Provided entries
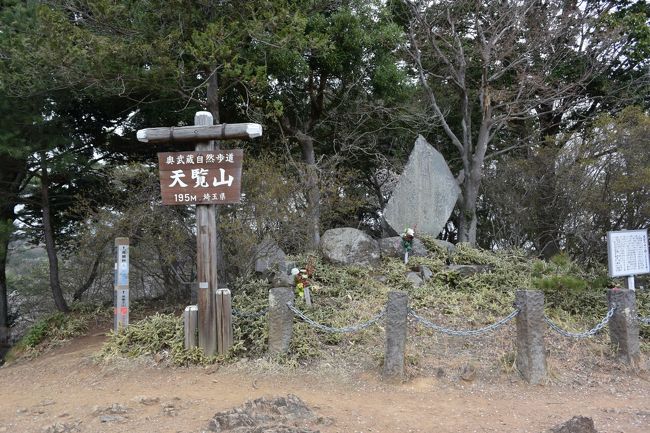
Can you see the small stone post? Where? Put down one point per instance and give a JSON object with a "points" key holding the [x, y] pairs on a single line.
{"points": [[223, 303], [280, 320], [623, 326], [531, 353], [396, 319]]}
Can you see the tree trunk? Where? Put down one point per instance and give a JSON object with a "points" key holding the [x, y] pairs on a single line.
{"points": [[548, 214], [11, 177], [468, 220], [312, 188], [5, 224], [50, 246]]}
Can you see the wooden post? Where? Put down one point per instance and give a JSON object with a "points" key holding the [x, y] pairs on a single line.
{"points": [[190, 321], [207, 320], [121, 291], [206, 258], [307, 293], [224, 320]]}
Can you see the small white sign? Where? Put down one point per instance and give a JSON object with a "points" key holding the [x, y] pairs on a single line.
{"points": [[627, 253], [122, 265]]}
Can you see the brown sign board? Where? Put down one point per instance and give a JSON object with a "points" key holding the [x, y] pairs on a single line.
{"points": [[206, 177]]}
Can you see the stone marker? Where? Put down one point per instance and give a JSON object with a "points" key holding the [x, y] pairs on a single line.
{"points": [[531, 354], [396, 321], [348, 246], [280, 319], [425, 194]]}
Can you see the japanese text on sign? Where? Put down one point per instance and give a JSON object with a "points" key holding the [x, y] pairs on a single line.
{"points": [[206, 177], [628, 253]]}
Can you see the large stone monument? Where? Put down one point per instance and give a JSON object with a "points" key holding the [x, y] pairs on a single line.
{"points": [[425, 194]]}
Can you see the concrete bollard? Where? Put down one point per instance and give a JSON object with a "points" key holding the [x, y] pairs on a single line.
{"points": [[396, 321], [223, 303], [280, 320], [531, 353], [623, 326], [190, 325]]}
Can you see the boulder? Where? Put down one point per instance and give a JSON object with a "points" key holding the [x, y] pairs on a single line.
{"points": [[348, 246], [269, 257], [279, 415], [425, 194], [392, 247], [447, 246]]}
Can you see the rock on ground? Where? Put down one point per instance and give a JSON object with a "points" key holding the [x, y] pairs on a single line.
{"points": [[577, 424], [392, 247], [348, 246], [425, 194], [276, 415]]}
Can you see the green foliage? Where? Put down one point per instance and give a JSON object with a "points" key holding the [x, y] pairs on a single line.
{"points": [[54, 329], [157, 335]]}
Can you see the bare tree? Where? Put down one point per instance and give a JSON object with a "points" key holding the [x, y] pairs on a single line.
{"points": [[485, 66]]}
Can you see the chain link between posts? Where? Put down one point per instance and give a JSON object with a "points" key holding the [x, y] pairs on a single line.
{"points": [[254, 315], [332, 330], [463, 333], [585, 334]]}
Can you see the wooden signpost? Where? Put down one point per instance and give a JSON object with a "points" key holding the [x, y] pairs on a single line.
{"points": [[216, 179]]}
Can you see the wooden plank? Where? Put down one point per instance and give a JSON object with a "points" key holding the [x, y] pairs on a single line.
{"points": [[224, 320], [209, 177], [206, 259], [194, 133]]}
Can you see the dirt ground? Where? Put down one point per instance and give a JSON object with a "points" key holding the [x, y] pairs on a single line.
{"points": [[65, 390]]}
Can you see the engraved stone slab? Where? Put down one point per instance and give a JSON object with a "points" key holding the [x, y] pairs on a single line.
{"points": [[425, 194]]}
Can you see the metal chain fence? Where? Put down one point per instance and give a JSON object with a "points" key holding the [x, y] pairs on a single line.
{"points": [[253, 315], [332, 330], [585, 334], [463, 333]]}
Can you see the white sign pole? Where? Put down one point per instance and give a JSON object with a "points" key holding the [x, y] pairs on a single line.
{"points": [[121, 292]]}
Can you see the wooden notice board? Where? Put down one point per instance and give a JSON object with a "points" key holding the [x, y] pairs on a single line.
{"points": [[205, 177]]}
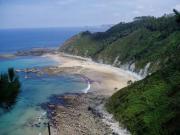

Short task
Copy the rows again, starting with the line containing "Can you see the wooden notice" and continuing through the end of the rows. Keep the requests, raise every point coordinate in the answers by 109, and leave out the pictures.

Answer
Can you see the wooden notice board? Where? Put down one point per instance and give a JSON object with a "points" key holding the [x, y] pairs on a single line.
{"points": [[314, 286]]}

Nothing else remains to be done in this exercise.